_Exercise instructions_
Which lines of the data contain the string "phrase"? Extract each of them in full, matching case exactly.

Data entries
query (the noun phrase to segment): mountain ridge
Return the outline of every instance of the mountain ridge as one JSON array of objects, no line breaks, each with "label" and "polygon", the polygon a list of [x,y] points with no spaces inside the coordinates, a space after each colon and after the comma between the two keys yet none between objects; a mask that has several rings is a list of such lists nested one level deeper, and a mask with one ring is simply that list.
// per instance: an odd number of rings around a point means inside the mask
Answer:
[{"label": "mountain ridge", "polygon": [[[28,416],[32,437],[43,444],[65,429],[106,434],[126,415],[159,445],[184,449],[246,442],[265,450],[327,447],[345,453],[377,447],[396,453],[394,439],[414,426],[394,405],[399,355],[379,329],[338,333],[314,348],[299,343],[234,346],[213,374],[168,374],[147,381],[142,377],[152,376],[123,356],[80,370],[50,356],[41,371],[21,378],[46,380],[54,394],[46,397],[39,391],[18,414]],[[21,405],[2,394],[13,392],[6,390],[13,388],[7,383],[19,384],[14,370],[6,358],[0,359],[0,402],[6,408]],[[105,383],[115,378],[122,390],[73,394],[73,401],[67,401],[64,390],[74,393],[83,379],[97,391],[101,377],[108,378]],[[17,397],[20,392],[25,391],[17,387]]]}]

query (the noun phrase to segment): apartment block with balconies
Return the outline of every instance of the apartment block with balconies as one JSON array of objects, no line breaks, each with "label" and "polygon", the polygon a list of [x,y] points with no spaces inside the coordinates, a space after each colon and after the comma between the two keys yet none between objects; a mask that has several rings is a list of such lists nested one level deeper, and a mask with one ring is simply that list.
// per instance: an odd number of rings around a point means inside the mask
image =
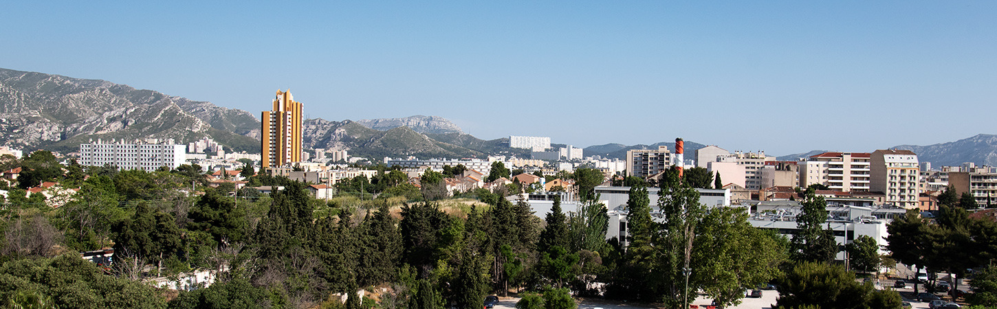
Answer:
[{"label": "apartment block with balconies", "polygon": [[800,166],[800,186],[819,183],[835,191],[867,192],[870,154],[824,153],[811,155]]},{"label": "apartment block with balconies", "polygon": [[671,152],[668,147],[657,150],[631,150],[626,152],[626,175],[647,177],[671,166]]},{"label": "apartment block with balconies", "polygon": [[887,204],[917,208],[920,168],[917,154],[911,151],[872,152],[870,188],[886,195]]},{"label": "apartment block with balconies", "polygon": [[949,171],[948,183],[955,193],[969,192],[981,207],[997,205],[997,167],[973,166],[965,171]]}]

_Complete answer_
query (the noun phrase to segment): mountain ridge
query (the noun phrase to segment): apartment block with balconies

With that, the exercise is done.